At the line containing "TARGET = duck's wing", start repeating the entries exactly, and continue through the last line.

┌─ WORKING DATA

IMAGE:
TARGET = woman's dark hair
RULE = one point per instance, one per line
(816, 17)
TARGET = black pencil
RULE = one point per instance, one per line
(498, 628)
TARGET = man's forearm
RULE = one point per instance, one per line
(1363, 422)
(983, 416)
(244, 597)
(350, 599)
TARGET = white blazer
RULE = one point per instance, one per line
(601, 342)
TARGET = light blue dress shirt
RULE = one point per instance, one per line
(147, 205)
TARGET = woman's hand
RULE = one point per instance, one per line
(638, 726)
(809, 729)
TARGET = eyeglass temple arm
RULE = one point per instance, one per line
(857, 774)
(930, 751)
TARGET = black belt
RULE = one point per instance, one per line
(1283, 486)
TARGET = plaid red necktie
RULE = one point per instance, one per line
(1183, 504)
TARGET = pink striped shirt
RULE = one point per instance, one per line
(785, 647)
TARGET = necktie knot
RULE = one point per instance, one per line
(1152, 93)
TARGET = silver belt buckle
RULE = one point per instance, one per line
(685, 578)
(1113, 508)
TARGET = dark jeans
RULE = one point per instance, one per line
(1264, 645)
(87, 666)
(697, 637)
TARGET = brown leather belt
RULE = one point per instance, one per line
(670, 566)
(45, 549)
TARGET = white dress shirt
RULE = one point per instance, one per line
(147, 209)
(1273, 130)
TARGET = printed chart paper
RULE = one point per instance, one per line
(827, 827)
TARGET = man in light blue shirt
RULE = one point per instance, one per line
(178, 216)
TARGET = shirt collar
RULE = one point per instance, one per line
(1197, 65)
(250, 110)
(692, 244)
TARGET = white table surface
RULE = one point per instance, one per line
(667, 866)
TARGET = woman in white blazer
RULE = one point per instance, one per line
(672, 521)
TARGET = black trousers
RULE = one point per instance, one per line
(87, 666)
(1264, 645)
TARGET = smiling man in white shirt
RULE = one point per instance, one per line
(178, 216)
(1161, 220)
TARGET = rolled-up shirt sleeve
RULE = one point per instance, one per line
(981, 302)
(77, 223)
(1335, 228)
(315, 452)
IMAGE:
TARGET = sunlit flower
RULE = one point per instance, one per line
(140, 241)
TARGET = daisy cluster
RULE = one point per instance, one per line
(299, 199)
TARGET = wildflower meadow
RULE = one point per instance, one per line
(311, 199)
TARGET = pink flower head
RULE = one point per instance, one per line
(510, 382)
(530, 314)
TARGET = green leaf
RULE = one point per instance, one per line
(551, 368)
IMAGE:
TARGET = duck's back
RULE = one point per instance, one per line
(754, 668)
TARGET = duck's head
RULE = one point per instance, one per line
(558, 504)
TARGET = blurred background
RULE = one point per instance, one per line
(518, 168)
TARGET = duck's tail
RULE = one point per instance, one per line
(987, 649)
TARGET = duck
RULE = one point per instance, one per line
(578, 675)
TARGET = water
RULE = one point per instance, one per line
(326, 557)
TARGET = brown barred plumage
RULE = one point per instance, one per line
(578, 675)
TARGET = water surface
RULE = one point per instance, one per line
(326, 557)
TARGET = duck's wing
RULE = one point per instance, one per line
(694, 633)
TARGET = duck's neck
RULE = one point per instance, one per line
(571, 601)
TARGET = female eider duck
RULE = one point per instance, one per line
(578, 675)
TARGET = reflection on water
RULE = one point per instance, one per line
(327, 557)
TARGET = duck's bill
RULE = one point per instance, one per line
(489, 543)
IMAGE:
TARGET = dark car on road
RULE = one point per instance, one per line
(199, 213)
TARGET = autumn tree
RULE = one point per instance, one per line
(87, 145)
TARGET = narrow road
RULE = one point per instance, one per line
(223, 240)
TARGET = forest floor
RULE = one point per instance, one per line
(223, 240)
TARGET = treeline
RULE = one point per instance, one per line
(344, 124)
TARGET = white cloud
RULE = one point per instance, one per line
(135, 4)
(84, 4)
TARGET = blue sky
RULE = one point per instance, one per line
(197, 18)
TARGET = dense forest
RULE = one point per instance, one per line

└─

### [SOLUTION TO THE PROBLEM]
TARGET = duck's wing
RULE = one point per instance, one per line
(694, 633)
TARGET = duck's neck
RULE = one point per instance, one per line
(571, 601)
TARGET = female eider duck
RULE = one point per instance, one per line
(578, 675)
TARGET = reflection on water
RULE = one point per instance, one per line
(327, 557)
TARGET = duck's bill
RULE = one point per instance, one per line
(489, 543)
IMAGE:
TARGET = dark car on road
RULE = one point per instance, one per line
(199, 213)
TARGET = autumn tree
RULE = one point per instance, one per line
(87, 145)
TARGET = narrow road
RULE = one point per instance, one per line
(223, 240)
TARGET = forest floor
RULE = one point per instance, one per line
(223, 240)
TARGET = treeline
RULE = one point per instance, one per line
(344, 124)
TARGET = white cloud
RULE = one point per instance, one per line
(135, 4)
(84, 4)
TARGET = blue sky
RULE = one point per instance, one per line
(197, 18)
TARGET = dense forest
RULE = one point per instance, one per line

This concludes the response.